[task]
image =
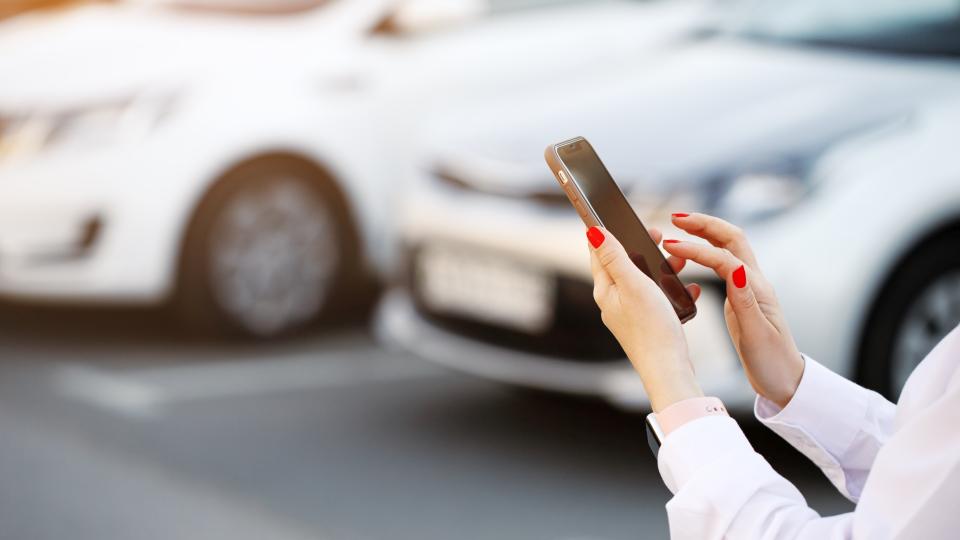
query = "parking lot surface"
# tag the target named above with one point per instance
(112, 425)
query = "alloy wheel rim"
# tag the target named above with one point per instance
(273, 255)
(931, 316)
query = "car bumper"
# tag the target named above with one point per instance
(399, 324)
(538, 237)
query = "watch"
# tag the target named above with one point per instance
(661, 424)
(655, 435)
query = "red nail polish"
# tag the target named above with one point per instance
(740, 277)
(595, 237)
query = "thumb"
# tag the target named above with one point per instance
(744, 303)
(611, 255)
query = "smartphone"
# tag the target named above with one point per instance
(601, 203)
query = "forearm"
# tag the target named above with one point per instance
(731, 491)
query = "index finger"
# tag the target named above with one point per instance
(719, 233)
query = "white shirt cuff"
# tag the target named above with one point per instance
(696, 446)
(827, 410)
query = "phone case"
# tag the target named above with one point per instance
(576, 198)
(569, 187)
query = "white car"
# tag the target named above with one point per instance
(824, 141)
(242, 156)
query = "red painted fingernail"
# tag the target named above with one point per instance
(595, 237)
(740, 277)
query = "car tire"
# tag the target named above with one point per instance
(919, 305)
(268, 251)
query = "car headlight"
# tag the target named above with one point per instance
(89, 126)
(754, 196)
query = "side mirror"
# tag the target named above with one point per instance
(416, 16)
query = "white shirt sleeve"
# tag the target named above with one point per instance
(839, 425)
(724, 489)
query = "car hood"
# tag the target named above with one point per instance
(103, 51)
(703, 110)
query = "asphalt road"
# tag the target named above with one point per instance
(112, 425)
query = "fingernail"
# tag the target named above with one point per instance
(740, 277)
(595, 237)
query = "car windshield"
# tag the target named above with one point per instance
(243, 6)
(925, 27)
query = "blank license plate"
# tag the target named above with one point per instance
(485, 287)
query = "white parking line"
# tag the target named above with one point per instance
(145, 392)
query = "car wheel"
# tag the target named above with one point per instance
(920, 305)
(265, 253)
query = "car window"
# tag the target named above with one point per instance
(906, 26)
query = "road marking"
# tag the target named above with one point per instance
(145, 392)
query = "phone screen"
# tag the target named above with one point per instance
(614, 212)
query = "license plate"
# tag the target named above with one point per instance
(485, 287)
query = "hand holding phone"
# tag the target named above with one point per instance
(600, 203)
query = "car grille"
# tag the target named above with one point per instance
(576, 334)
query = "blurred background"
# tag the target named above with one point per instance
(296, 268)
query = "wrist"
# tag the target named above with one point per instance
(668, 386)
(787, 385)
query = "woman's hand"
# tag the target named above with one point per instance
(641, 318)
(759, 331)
● ● ● ● ● ● ●
PROBLEM REQUIREMENTS: Write out every line from the data above that includes "wheel".

RESPONSE TO THIS EXERCISE:
query = "alloy wheel rim"
query = "car wheel"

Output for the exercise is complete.